▶ [Exercise instructions]: Give back all of the records, exactly and completely.

▶ [Data excerpts]:
• • • •

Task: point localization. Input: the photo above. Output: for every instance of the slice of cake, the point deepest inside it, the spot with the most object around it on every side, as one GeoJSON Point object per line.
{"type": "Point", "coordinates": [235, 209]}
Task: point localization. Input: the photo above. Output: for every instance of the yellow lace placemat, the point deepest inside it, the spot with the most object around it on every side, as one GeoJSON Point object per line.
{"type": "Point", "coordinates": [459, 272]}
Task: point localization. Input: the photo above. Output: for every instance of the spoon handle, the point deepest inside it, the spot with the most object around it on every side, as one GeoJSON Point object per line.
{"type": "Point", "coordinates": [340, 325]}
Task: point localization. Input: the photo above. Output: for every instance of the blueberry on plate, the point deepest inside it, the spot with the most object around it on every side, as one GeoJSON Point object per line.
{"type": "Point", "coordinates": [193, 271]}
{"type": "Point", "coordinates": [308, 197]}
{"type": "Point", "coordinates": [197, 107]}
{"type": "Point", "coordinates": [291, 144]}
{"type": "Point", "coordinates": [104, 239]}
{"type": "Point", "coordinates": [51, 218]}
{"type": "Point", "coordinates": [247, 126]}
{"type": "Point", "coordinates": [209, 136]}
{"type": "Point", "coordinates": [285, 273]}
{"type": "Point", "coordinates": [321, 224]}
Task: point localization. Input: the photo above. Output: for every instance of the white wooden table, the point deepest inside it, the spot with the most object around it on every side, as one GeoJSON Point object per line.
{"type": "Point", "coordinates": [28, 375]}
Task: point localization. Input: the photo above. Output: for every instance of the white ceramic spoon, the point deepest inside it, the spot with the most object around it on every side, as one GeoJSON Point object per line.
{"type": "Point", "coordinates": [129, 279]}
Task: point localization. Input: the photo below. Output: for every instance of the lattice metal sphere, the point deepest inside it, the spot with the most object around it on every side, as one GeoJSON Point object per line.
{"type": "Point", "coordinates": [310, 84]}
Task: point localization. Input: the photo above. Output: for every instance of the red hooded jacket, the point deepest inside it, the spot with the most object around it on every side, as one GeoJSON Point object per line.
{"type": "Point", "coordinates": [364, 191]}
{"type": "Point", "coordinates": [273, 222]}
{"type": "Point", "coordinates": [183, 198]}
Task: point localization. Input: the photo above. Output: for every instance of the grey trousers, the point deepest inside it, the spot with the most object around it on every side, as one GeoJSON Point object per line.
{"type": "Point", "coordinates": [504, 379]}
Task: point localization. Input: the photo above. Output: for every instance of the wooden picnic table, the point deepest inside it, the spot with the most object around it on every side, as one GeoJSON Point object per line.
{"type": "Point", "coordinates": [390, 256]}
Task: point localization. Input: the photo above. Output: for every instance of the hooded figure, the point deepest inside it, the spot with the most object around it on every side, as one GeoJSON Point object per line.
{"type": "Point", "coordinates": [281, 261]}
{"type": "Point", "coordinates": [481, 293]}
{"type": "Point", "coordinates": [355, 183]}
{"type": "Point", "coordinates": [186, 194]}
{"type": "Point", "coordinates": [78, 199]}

• • • •

▶ [Output for this task]:
Task: point localization. Input: the photo above. Output: for every instance of the slice of cake, the point deepest inside it, the spot with the most object around it on every side, as one GeoJSON Point object per line.
{"type": "Point", "coordinates": [235, 209]}
Task: point localization. Input: the photo above. Output: for every instance of the yellow lace placemat, the point deepest inside it, the spot with the most object around it on every side, as one GeoJSON Point object per line.
{"type": "Point", "coordinates": [459, 272]}
Task: point localization. Input: the photo above. Output: for every instance of the spoon handle, the point deepest inside it, the spot with the most object around it on every side, as one GeoJSON Point object per line.
{"type": "Point", "coordinates": [340, 325]}
Task: point localization. Input: the photo above. Output: for every instance of the blueberry on plate, the point deepest inside it, the spot with the most object around it on every side, as one GeoJSON Point object per line.
{"type": "Point", "coordinates": [193, 271]}
{"type": "Point", "coordinates": [308, 197]}
{"type": "Point", "coordinates": [197, 107]}
{"type": "Point", "coordinates": [291, 144]}
{"type": "Point", "coordinates": [104, 239]}
{"type": "Point", "coordinates": [51, 218]}
{"type": "Point", "coordinates": [247, 126]}
{"type": "Point", "coordinates": [209, 136]}
{"type": "Point", "coordinates": [285, 273]}
{"type": "Point", "coordinates": [321, 224]}
Task: point localization. Input: the photo above. Output: for every instance of the white wooden table, the point deepest inside it, the spot with the most object around it on every side, as one GeoJSON Point object per line.
{"type": "Point", "coordinates": [28, 375]}
Task: point localization. Input: the photo above. Output: for every instance of the white ceramic spoon, the point deepest inside it, the spot with the most object around it on every side, as one GeoJSON Point object per line.
{"type": "Point", "coordinates": [129, 279]}
Task: point localization. Input: the photo below. Output: for every instance of the lattice metal sphere, the point deepest inside it, the spot with the most object around it on every side, as one GeoJSON Point object per line.
{"type": "Point", "coordinates": [310, 84]}
Task: point localization. Input: the photo above. Output: for every instance of the red hooded jacket, the point deepest inside it, the spot with the most object around it on every side, as one GeoJSON Point object per line.
{"type": "Point", "coordinates": [364, 191]}
{"type": "Point", "coordinates": [273, 222]}
{"type": "Point", "coordinates": [183, 198]}
Task: point localization. Input: the photo above. Output: for every instance of the grey trousers, the point deepest inside it, the spot with the most object around it on every side, as one GeoJSON Point object per line.
{"type": "Point", "coordinates": [504, 379]}
Task: point localization. Input: the photo above. Output: for every instance of the wooden picnic table, the point deepest inside it, the spot with the most object around it on every side, as one GeoJSON Point object per line.
{"type": "Point", "coordinates": [390, 256]}
Task: point localization. Input: the photo above. Output: for every instance of the hooded figure, the point deepest inside it, the spot with the most object around it on every side, as one GeoJSON Point object per line.
{"type": "Point", "coordinates": [281, 261]}
{"type": "Point", "coordinates": [481, 293]}
{"type": "Point", "coordinates": [355, 183]}
{"type": "Point", "coordinates": [186, 194]}
{"type": "Point", "coordinates": [78, 199]}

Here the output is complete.